══ DATASET

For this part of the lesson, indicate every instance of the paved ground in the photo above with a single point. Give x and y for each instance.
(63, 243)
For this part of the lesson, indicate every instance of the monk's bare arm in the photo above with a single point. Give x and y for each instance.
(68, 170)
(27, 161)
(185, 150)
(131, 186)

════
══ DATASET

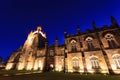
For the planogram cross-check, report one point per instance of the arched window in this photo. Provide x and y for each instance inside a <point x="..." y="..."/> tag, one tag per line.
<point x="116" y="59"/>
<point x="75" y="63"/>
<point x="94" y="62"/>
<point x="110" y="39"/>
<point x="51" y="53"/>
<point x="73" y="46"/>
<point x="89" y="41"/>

════
══ DATASET

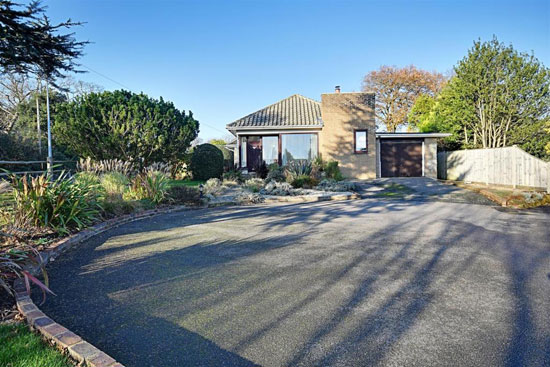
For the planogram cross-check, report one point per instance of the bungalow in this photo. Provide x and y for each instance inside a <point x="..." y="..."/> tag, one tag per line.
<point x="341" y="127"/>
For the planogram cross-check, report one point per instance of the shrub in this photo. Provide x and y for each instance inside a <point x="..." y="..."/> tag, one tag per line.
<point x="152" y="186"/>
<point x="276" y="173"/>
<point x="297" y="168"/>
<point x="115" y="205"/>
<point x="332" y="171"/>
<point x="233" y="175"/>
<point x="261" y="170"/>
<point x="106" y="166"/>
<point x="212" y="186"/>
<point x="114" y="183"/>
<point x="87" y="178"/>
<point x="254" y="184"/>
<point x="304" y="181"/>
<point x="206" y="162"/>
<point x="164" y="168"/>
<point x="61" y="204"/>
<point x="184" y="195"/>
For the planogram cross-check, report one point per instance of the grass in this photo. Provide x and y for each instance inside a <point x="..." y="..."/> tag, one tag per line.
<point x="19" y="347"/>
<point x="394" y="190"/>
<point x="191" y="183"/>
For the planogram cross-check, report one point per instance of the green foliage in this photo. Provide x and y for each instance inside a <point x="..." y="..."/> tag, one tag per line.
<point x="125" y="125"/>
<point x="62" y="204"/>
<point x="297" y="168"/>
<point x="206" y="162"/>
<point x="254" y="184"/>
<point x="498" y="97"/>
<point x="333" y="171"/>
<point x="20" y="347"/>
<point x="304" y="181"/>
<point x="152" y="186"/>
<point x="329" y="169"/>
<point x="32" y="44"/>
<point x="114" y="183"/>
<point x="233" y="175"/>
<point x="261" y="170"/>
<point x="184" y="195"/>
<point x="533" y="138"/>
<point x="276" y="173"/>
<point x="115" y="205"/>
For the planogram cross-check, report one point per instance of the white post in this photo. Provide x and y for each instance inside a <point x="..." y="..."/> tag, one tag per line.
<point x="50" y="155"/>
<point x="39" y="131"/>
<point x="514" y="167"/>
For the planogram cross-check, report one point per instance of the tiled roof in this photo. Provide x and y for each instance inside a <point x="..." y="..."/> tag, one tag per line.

════

YOUR INSTRUCTIONS
Return every line of the material above that contains the word "with", copied unchanged.

COMPLETE ANSWER
For this part of the lesson, indicate every instance of the paved ground in the photo above with a single point. Give x and y for each instance.
For this part of the lesson, indicate every instance of the monk's bare arm in the photo above with a single point. Give x and y for each instance.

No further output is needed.